- **TEXT**:
-=-=-=-=-

The rise in holding will be via the participation of SBI's associate banks, said banking sources. SBI officials, when contacted, said that the proposal is under process and will take time.
SBI has already picked up 10 per cent stake in MCX. Each of the associate banks will have to seek board approval to pick up the additional stake.
This is because each bank is an independent entity and will have to decide on the strategic investment from its own shareholders' point of view. Earlier, MCX had divested 8 per cent stake to four other public sector banks on June 1, 2004.
Corporation Bank, Union Bank of India, Bank of India and Canara Bank had picked up a 2 per cent stake each for Rs 42 lakh (Rs 4.2 million). Increasing its holding in MCX will help SBI actively participate in the rural sector.
As a policy, SBI always forays into new areas as a group, which helps it utilise the mutual expertise in the area of activity. SBI also offers its associate banks the opportunity to exploit the group synergy and shift to new areas of activity.
While SBI is keen to be an active participant in the commodity exchange, current RBI norms prohibit banks to trade in commodities and commodity futures with the exception of bullion.
Incidentally, the central bank has pushed for an amendment to the same and is awaiting a Parliament ratification.
Meanwhile, the proposal to merge the associate banks with SBI has been dropped since each one of them cater to a niche market and are faring well, said sources.
Currently the group is putting its best efforts to draw synergy from other associates in various areas of operations through heavy investments in the information technology, while retaining their individual identity.

-=-=-=-=-

(Stored items)
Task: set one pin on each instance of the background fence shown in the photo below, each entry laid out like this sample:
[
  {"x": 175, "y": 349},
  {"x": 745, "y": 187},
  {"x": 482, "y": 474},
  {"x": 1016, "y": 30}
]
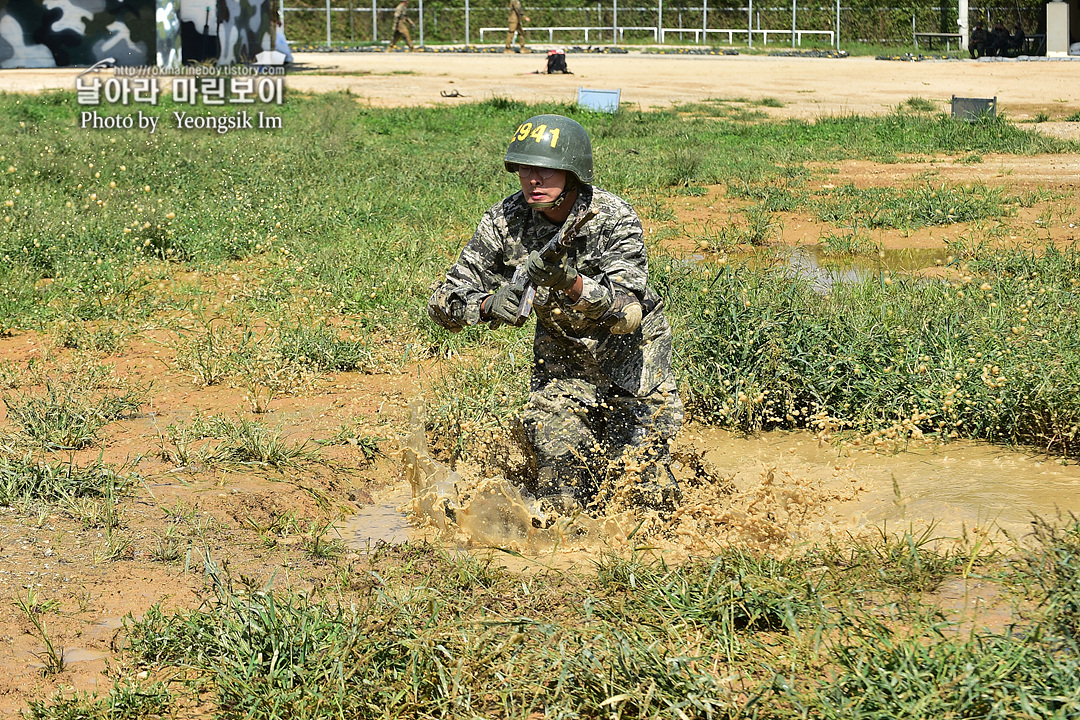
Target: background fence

-=-=-=-=-

- **ACTIONS TO TAKE**:
1. In the text on SBI's stake in MCX, turn the paragraph starting "Corporation Bank, Union Bank of India" into a short bulleted list that keeps its main facts.
2. Please tally the lines of the records that contain the string "background", and reply with the number alone.
The text on SBI's stake in MCX and the records are unrelated material.

- **SOLUTIONS BELOW**:
1.
- Corporation Bank, Union Bank of India, Bank of India and Canara Bank each bought a 2% stake in MCX for Rs 42 lakh (Rs 4.2 million).
- A larger holding in MCX will help SBI take an active part in the rural sector.

2. 2